== Extracted information ==
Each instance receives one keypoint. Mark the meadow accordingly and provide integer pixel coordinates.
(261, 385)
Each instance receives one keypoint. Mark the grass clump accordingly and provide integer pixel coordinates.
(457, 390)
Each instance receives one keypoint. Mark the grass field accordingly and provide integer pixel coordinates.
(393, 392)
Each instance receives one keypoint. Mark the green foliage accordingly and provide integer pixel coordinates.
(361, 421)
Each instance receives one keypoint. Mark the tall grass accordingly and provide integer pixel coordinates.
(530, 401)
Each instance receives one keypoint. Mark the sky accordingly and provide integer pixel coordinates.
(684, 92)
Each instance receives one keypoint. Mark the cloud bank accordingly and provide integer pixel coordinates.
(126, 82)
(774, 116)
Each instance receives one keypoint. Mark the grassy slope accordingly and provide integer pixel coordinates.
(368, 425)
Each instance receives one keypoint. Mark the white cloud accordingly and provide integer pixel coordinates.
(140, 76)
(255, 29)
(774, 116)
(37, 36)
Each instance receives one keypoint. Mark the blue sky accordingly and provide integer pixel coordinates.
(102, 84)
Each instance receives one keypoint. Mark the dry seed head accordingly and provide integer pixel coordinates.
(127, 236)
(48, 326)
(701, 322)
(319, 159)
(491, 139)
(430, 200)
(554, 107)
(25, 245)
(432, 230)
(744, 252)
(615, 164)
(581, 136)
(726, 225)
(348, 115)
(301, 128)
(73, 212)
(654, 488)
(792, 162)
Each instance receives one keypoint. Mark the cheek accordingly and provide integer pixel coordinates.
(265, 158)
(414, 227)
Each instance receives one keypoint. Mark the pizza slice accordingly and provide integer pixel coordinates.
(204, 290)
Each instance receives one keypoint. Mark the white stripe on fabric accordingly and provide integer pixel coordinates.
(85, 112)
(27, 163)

== Task instructions ==
Output, unchanged, the lines from the line with "Each instance receives one keypoint. Mark the grassy" through the final line of the material.

== Written answer ==
Each instance receives one keypoint. Mark the grassy slope accordingly and provide integer pixel coordinates.
(368, 425)
Each instance receives one keypoint. Mark the white cloud accordingly and provide integer pixel coordinates.
(140, 76)
(255, 29)
(774, 116)
(37, 36)
Each instance receives one keypoint. Mark the blue sky accordingly and provide integer pixel coordinates.
(102, 84)
Each instance receives one keypoint. Mark the dry seed head accordingly and provide integer pixel coordinates.
(127, 236)
(48, 326)
(701, 322)
(319, 159)
(491, 139)
(430, 200)
(554, 107)
(25, 245)
(432, 230)
(744, 252)
(615, 164)
(581, 136)
(726, 225)
(348, 115)
(301, 128)
(73, 212)
(654, 488)
(792, 162)
Each instance receives one keypoint. Mark the cheek accordingly and provide integer pixel coordinates.
(265, 158)
(414, 227)
Each instance receives one keypoint. Mark the pizza slice accordingly and provide integer pixel coordinates.
(204, 290)
Each instance receives one keypoint. Mark the white stripe on fabric accordingly and provide integer pixel coordinates.
(85, 112)
(27, 163)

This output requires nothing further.